» **ABOUT THIS EXERCISE**: Wherever the string "coastline" shows up in the material below, copy that line.
(PROVIDED MATERIAL Opens)
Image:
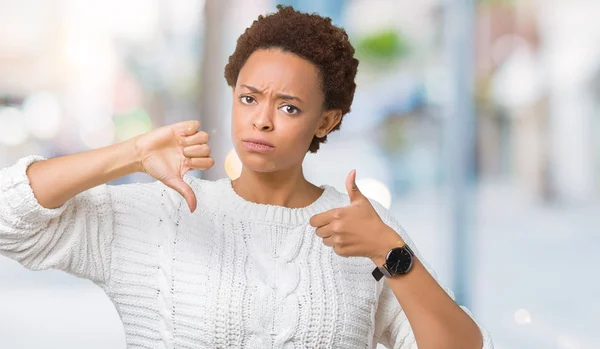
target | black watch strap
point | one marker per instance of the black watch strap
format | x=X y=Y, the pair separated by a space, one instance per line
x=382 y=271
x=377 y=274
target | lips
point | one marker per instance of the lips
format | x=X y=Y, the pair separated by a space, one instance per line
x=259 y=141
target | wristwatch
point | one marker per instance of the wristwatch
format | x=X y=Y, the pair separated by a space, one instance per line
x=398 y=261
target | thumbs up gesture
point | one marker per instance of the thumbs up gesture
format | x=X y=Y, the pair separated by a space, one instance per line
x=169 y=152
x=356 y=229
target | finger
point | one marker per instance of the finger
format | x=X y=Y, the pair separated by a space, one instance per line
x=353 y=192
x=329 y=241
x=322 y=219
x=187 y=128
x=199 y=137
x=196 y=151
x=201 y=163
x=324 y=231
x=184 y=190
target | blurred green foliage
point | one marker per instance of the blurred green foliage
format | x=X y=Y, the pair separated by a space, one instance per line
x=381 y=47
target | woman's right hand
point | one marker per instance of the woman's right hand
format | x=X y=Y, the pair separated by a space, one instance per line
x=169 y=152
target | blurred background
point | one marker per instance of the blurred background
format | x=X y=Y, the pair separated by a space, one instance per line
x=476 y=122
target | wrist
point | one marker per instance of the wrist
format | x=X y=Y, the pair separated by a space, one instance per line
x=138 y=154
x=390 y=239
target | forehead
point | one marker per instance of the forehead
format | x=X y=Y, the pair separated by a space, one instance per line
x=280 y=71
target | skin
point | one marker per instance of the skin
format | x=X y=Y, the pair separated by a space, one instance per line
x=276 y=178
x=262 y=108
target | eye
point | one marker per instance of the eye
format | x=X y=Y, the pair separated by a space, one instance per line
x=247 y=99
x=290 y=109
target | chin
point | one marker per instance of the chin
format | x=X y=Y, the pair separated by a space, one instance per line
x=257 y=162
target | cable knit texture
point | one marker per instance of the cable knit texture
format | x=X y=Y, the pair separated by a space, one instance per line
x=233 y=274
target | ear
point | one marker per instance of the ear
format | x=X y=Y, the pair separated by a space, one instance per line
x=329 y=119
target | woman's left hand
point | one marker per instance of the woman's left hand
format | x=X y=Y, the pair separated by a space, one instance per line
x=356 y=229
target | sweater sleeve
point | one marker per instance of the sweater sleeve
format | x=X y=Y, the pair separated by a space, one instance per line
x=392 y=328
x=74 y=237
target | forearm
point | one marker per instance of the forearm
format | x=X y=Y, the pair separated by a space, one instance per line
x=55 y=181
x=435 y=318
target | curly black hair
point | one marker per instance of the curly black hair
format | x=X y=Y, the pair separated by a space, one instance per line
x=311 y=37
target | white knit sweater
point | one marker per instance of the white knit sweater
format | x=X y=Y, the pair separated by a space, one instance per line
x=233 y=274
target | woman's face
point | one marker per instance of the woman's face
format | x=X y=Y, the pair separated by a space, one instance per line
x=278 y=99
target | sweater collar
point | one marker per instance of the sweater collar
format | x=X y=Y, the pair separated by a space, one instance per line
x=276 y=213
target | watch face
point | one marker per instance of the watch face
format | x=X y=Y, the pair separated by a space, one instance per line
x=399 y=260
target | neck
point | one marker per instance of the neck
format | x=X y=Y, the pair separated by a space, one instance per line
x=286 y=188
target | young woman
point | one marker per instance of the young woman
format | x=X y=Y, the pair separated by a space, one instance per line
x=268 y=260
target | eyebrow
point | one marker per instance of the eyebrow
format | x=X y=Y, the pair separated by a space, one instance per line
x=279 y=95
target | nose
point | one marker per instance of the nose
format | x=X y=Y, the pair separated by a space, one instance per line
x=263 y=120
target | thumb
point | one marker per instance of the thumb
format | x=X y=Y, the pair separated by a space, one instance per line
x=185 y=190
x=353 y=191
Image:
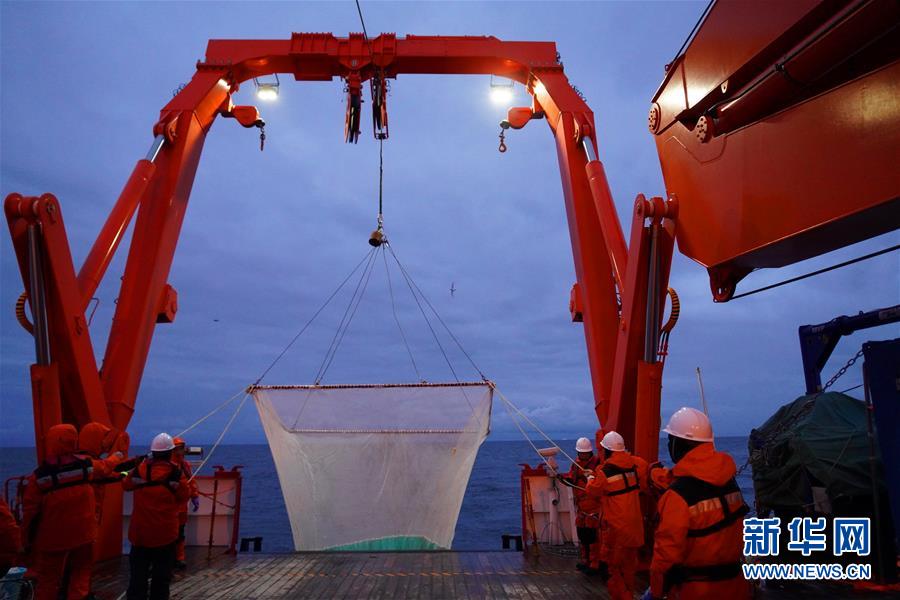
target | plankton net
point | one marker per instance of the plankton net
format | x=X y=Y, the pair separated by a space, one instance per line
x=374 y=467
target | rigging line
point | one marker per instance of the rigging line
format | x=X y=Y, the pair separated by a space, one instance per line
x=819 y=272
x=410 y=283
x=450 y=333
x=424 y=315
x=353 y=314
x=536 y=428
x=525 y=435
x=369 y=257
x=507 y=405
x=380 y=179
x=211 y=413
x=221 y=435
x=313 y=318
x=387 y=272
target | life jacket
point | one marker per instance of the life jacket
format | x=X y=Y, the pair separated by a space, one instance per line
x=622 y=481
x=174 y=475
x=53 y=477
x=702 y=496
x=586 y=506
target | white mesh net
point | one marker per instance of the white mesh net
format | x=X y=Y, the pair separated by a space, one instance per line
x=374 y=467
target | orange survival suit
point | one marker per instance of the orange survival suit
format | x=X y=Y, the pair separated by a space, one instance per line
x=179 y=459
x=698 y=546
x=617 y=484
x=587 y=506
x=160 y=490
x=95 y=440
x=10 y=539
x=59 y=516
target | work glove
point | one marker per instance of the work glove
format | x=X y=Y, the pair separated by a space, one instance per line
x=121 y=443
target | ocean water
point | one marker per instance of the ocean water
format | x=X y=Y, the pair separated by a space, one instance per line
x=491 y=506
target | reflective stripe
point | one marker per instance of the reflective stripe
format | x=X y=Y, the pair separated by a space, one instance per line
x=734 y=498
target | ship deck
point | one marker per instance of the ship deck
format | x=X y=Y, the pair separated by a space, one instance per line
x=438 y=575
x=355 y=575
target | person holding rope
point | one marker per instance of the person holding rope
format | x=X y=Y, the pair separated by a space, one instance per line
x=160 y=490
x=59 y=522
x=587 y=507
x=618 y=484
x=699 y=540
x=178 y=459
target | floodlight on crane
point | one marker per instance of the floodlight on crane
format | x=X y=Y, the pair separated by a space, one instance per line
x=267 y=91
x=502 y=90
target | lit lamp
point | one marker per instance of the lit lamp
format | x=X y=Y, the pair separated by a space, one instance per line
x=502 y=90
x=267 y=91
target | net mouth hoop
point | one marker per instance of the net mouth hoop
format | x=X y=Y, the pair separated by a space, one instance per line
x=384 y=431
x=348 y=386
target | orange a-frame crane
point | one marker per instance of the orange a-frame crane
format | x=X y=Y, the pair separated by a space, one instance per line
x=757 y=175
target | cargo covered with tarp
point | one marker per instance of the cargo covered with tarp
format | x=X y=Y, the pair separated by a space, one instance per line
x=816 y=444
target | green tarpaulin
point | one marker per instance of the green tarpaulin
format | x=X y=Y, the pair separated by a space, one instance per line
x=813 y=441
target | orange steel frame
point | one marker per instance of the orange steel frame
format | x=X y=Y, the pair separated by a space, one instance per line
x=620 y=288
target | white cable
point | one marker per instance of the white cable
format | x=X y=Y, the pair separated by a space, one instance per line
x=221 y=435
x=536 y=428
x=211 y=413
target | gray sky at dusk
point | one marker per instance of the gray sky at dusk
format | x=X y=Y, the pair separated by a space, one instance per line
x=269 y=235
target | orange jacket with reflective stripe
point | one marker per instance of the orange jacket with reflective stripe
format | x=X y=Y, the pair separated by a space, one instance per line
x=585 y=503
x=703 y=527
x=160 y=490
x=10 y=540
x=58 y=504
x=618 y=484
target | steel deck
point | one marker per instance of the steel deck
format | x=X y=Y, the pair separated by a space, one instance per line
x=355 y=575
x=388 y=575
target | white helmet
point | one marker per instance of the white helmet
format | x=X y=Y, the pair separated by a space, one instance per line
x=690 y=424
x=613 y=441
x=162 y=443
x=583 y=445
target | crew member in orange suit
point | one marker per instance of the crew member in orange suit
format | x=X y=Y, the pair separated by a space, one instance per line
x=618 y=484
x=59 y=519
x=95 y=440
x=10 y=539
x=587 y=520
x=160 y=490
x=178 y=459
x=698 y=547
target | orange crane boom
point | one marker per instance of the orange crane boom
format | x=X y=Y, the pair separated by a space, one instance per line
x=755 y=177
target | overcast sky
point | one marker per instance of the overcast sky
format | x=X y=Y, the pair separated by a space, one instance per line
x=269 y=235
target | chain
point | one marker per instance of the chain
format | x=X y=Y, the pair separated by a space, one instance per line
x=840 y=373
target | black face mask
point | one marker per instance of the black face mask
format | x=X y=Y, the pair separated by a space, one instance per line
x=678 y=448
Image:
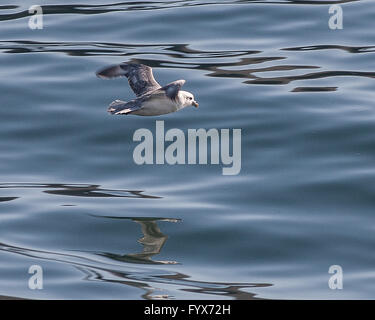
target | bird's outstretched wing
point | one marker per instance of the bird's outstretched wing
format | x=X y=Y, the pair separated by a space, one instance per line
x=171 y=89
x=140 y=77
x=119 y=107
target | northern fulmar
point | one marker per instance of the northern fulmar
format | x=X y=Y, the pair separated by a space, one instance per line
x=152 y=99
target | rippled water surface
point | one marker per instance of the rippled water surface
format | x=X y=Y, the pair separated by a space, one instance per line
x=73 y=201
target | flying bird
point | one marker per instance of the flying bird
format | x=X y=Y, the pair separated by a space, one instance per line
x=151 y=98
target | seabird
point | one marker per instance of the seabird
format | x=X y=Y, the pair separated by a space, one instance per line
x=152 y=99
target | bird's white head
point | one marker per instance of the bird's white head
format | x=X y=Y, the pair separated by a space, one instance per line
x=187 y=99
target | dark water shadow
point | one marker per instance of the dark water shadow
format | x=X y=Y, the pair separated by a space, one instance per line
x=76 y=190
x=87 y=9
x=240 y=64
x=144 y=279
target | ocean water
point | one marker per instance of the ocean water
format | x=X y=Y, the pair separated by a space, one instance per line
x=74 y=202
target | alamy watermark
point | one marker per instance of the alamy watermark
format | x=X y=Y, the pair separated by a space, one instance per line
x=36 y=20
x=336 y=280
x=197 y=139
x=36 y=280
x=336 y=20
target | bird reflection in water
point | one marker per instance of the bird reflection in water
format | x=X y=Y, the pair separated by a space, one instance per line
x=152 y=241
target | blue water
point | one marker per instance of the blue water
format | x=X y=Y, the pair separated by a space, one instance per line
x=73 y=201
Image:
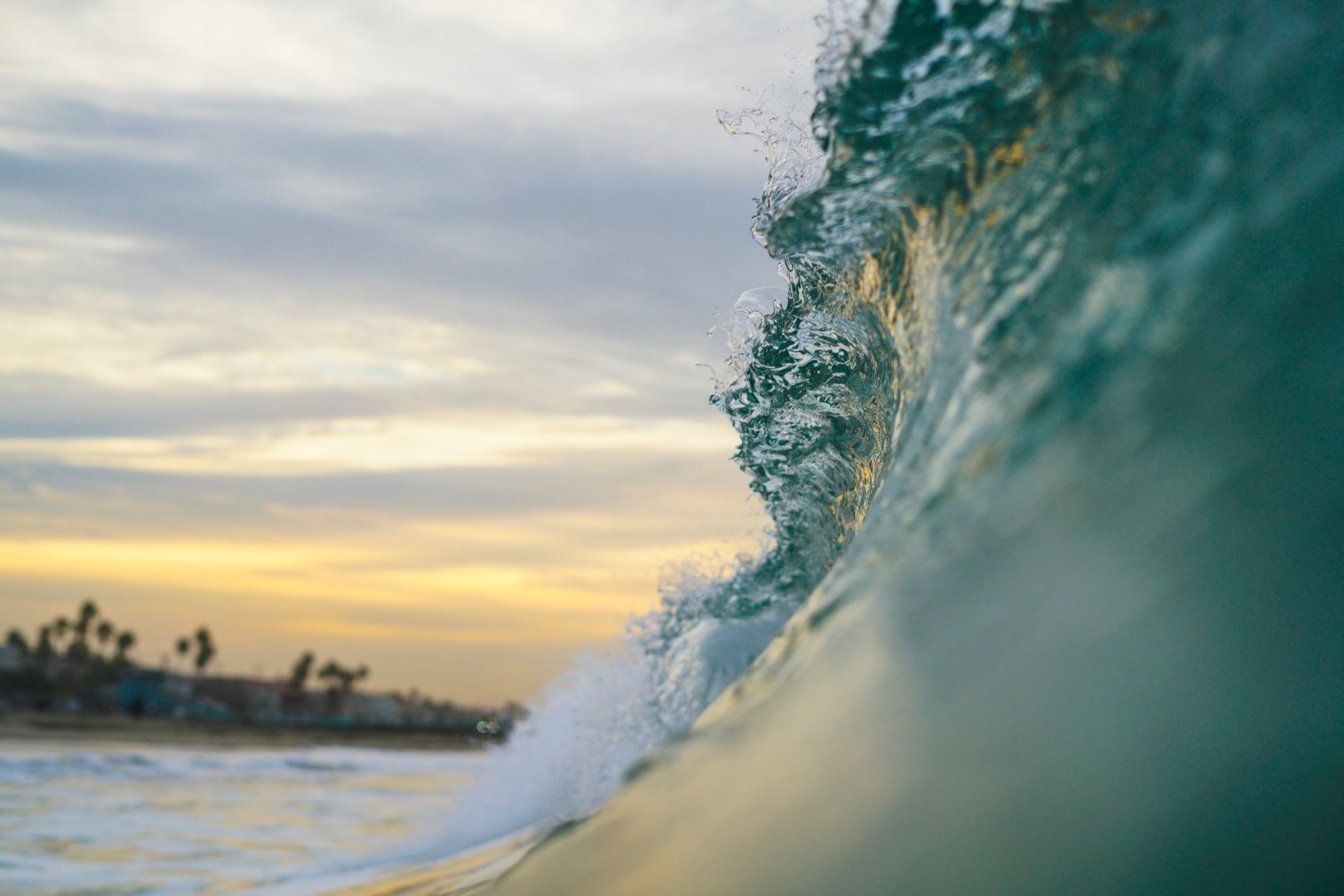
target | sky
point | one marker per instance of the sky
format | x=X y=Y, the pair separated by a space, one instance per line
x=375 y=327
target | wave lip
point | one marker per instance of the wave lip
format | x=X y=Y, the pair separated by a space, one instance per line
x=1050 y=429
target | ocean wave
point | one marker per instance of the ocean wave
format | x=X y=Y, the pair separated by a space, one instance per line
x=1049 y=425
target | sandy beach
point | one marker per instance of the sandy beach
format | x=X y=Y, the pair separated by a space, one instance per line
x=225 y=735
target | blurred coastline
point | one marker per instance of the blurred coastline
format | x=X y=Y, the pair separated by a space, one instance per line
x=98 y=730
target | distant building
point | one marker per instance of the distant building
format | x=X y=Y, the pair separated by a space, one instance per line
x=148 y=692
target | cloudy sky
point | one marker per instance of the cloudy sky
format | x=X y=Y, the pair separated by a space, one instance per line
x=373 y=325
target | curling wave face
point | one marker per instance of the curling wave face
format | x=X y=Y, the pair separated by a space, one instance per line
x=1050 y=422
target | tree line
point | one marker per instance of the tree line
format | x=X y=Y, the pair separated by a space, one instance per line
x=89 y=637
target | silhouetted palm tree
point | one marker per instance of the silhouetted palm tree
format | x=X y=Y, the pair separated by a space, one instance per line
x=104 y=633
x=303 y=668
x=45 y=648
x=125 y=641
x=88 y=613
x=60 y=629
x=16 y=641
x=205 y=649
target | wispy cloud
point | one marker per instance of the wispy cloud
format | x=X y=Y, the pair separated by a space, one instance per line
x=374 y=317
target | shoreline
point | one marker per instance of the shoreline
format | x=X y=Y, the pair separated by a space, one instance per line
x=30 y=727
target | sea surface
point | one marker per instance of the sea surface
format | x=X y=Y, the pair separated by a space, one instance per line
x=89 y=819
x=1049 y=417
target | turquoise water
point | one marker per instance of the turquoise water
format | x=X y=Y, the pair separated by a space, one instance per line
(PROVIDED MATERIAL Closes)
» **TASK RESPONSE**:
target | blurred coastline
point | one marker per instance of the blurred coastline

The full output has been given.